**REQUIRED WORK:**
Please list each line in the records below that contains the word "person", copying every such line in full. Match the case exactly.

**SUPPLIED RECORDS:**
>> Begin

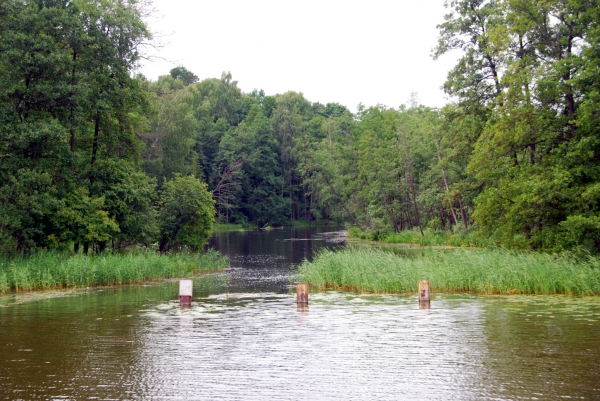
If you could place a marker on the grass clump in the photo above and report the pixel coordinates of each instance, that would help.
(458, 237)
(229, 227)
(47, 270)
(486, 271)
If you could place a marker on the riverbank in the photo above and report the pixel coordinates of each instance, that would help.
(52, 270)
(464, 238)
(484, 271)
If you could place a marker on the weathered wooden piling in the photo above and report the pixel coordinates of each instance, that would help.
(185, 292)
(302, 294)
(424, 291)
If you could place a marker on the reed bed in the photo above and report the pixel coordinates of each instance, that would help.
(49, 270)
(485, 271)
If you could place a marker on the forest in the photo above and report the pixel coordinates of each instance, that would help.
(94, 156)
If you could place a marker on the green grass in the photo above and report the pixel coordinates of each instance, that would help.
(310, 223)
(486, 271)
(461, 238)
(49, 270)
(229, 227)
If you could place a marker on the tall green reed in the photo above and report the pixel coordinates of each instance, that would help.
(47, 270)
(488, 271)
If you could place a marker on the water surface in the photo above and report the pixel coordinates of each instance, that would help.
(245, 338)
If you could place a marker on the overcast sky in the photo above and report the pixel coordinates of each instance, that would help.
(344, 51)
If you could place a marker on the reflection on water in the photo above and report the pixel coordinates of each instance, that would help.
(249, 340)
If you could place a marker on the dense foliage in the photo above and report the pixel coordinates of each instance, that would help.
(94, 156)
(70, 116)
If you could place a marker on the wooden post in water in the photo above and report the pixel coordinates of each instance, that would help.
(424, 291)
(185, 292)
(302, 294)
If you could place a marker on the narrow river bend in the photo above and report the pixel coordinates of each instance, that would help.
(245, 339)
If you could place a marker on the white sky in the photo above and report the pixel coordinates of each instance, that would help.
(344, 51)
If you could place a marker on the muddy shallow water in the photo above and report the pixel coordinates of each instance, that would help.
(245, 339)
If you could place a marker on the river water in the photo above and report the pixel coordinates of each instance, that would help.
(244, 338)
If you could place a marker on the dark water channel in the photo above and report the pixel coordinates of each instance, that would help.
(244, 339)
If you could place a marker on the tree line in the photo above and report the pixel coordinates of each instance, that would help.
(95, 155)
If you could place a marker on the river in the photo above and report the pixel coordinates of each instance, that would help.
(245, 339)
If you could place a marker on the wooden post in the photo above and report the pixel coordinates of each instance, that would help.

>> End
>> Begin

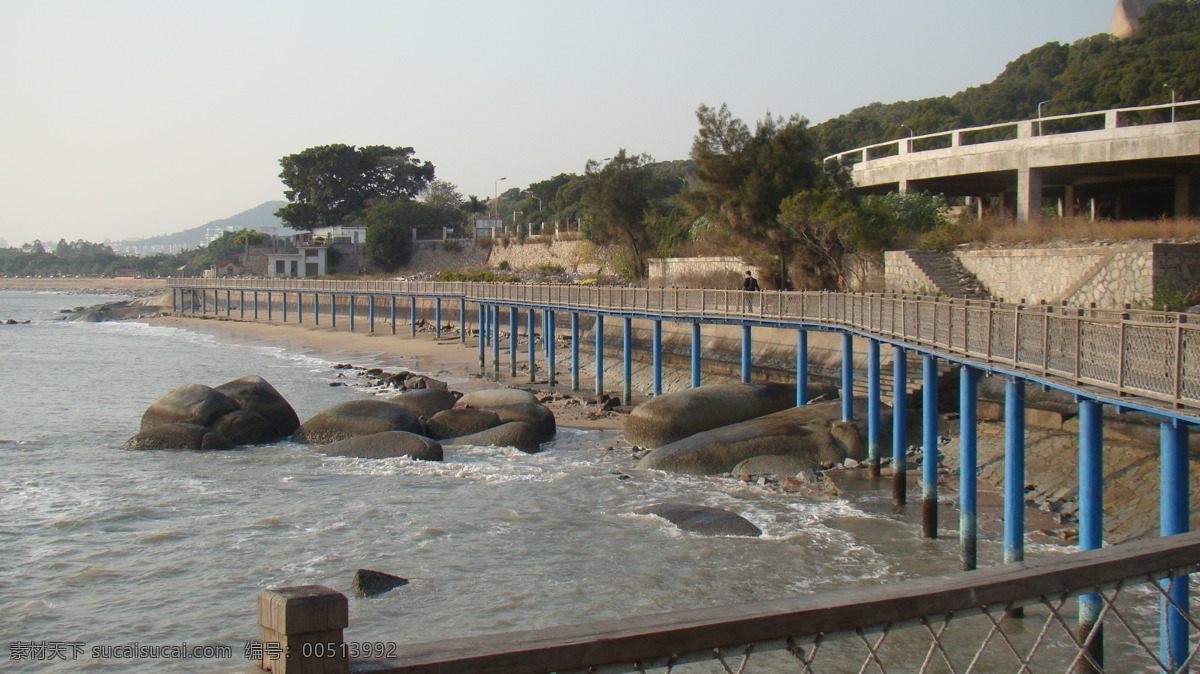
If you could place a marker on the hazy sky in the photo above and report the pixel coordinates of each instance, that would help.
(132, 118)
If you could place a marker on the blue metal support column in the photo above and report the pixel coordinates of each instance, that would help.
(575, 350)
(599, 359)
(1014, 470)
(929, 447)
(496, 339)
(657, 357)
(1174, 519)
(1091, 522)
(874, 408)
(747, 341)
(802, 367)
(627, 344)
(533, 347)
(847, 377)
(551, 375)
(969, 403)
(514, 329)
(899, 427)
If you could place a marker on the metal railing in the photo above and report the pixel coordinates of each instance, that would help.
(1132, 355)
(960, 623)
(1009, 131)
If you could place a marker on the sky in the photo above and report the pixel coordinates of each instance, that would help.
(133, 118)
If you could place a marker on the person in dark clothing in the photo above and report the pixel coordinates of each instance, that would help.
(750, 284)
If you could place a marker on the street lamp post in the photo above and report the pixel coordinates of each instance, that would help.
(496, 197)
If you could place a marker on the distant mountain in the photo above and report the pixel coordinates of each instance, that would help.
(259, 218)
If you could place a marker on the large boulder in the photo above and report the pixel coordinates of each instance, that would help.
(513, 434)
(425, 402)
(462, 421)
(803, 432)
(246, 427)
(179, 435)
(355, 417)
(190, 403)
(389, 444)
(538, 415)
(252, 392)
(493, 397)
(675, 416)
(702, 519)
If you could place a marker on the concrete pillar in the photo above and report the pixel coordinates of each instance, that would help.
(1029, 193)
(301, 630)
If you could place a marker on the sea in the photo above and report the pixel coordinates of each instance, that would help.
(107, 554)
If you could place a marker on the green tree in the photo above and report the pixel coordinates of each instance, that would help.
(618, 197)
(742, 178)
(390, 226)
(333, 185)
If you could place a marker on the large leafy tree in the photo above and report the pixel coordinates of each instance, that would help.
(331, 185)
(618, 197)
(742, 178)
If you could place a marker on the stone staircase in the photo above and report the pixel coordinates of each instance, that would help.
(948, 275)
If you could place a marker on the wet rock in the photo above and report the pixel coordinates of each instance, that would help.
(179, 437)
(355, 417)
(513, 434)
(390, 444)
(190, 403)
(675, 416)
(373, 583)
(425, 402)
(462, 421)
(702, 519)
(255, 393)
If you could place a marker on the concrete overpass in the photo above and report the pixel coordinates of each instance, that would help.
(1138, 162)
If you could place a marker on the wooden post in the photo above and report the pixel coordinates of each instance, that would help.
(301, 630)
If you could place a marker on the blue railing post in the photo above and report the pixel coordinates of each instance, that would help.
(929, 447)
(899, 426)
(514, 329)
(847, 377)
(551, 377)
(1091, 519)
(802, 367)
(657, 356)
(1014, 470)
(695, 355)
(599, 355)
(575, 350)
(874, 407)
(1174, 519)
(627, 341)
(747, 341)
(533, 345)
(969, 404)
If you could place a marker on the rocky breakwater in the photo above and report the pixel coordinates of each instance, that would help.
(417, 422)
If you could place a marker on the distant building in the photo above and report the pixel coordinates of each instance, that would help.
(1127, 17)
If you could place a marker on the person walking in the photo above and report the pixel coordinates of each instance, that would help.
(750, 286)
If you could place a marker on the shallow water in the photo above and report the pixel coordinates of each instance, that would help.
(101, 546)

>> End
>> Begin

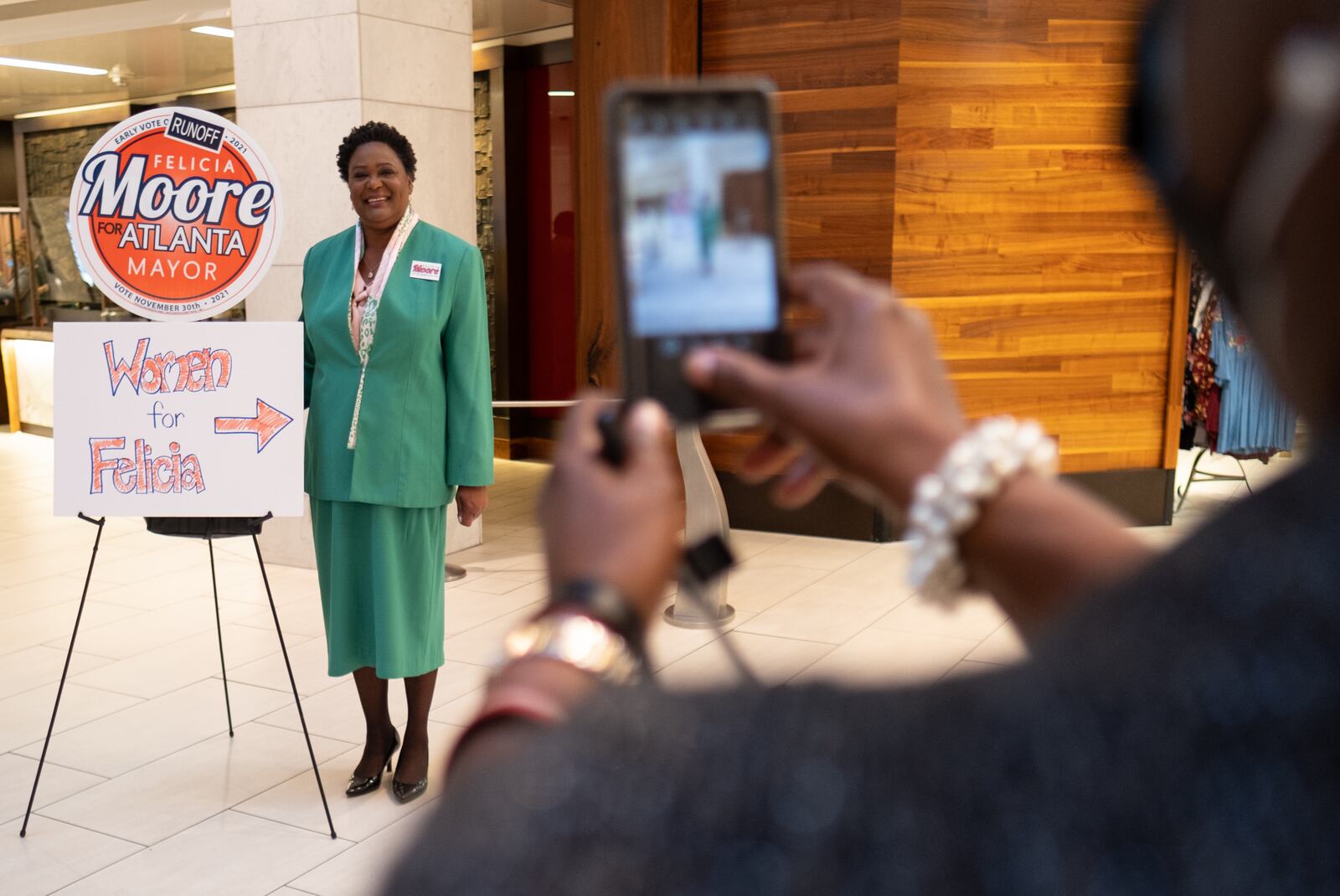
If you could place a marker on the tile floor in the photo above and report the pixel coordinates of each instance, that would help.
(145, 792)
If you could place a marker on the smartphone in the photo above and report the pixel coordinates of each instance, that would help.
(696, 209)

>> End

**CORRECT OUTPUT:**
If you could place a marker on the person in dark clothing in the photo above and report the pixel coordinates of each instance, that would help.
If you could place a marker on the person walking in the photo above and report the pixel coordinates of each instance, that would help.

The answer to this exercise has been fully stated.